## Stated problem A
According to the database query excerpt, what condition must a commit_log row meet on its repo_id to be included?
* Start Extract to read *
Oh. Now there’s some stuff I forgot we were recording… I’ll look into those and start dealing with them later, but here is a list of the distinct root directory of the files in all those commits:

freshports.org=# select distinct split_part(element_pathname(id), '/', 2) 
  from element E 
 where id in (select element_id 
                from commit_log_elements 
               where commit_log_id in (select id 
                                         from commit_log
                                        where repo_id IS NULL
                                        ));
                  split_part                   
-----------------------------------------------
   releng
   svnadmin
   vendor-crypto
   vendor-sys
 COPYRIGHT
 COPYRIGHT   (contents, props changed)
 COPYRIGHT   (props changed)
 CVSROOT
 CVSROOT-doc
 CVSROOT-ports
 CVSROOT-src
 Directory Properties:
 LOCKS   (props changed)
 MAINTAINERS
 MAINTAINERS   (contents, props changed)
 MAINTAINERS   (props changed)
 Makefile
 Makefile   (contents, props changed)
 Makefile   (props changed)
 Makefile.inc1
 Makefile.inc1   (contents, props changed)
 Makefile.inc1   (props changed)
 Makefile.mips
 NetBSD
 ObsoleteFiles.inc
 ObsoleteFiles.inc   (contents, props changed)
 ObsoleteFiles.inc   (props changed)
 README   (props changed)
 Replaced:
 UPDATING
 UPDATING   (contents, props changed)
 UPDATING   (props changed)
 bin
 bind9
 byacc
 cddl
 clang
 com_err
 compiler-rt
 contrib
 crypto
 de_DE.ISO8859-1
 distrib
 dtracetoolkit
 en_US.ISO8859-1
 es_ES.ISO8859-1
 etc
 file
 flex
 fr_FR.ISO8859-1
 games
 gcc
 gnu
 gperf
 groff
 illumos
 include
 it_IT.ISO8859-15
 ja_JP.eucJP
 kerberos5
 ldns
 less
 lib
 libarchive
 libc++
 libcxxrt
 libexec
 libpcap
 libz
 llvm
 mn_MN.UTF-8
 netcat
 nl_NL.ISO8859-1
 one-true-awk
 openpam
 openresolv
 pciids
 ports
 projects
 release
 rescue
 ru_RU.KOI8-R
 sbin
 secure
 share
 sys
 tcpdump
 tcsh
 tools
 tzdata
 unbound
 usr.bin
 usr.sbin
 www
 xz-embedded
 zh_CN.GB2312
(96 rows)

freshports.org=#  

Now, how about getting repo_id set when the data is coming into the database?
* End Extract to read *
## Stated problem B
Change "footpath in snow" to "snowy trail" in the rows running from the start of the collection entries through the line containing "123L120 122L100 132L100", leaving everything else unchanged.
* Start Input rows *
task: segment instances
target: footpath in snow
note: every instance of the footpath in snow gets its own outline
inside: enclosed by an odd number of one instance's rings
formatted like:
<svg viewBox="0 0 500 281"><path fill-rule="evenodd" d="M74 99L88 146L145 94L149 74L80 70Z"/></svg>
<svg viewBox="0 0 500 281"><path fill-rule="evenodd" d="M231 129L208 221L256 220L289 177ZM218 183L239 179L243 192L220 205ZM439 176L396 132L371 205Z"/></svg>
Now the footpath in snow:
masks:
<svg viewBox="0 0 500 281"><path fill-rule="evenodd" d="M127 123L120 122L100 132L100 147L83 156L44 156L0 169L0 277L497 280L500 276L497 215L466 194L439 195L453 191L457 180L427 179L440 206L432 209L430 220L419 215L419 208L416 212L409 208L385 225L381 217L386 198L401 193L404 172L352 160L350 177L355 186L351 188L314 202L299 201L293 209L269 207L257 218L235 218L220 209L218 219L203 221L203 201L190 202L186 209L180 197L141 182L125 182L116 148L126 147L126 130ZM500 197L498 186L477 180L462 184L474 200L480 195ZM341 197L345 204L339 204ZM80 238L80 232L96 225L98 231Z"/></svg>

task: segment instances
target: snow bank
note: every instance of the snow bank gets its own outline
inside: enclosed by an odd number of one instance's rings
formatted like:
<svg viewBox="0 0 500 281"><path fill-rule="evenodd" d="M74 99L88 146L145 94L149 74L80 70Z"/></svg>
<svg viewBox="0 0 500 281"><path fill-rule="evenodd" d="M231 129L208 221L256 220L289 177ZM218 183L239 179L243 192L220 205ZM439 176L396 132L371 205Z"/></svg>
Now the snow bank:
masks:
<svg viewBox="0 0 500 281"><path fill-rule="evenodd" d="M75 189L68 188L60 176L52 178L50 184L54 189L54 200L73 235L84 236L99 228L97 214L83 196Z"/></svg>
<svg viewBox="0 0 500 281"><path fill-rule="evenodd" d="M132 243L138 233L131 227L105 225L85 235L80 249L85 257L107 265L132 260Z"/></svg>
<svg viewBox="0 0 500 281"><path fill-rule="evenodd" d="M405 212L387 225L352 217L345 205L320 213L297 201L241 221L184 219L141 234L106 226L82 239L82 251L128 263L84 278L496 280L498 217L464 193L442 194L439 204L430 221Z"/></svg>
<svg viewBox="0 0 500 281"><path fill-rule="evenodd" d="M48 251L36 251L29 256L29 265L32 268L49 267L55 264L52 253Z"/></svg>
* End Input rows *
## Worked solution A
Its repo_id must be NULL.

## Worked solution B
task: segment instances
target: snowy trail
note: every instance of the snowy trail gets its own outline
inside: enclosed by an odd number of one instance's rings
formatted like:
<svg viewBox="0 0 500 281"><path fill-rule="evenodd" d="M74 99L88 146L145 94L149 74L80 70Z"/></svg>
<svg viewBox="0 0 500 281"><path fill-rule="evenodd" d="M231 129L208 221L256 220L289 177ZM218 183L239 179L243 192L220 205ZM439 176L396 132L371 205Z"/></svg>
Now the snowy trail:
masks:
<svg viewBox="0 0 500 281"><path fill-rule="evenodd" d="M127 123L120 122L100 132L100 147L83 156L44 156L0 169L0 277L497 280L500 276L497 215L466 194L439 195L453 191L457 180L427 179L440 206L432 209L430 220L419 215L419 208L416 212L409 208L385 225L381 217L386 198L401 193L404 172L352 160L350 177L355 186L351 188L314 202L299 201L293 209L269 207L257 218L235 218L220 209L218 219L203 221L203 201L190 202L186 209L180 197L141 182L125 182L116 148L126 147L126 130ZM500 197L498 186L477 180L462 184L474 200L480 195ZM341 197L345 204L339 204ZM80 238L80 232L96 225L98 231Z"/></svg>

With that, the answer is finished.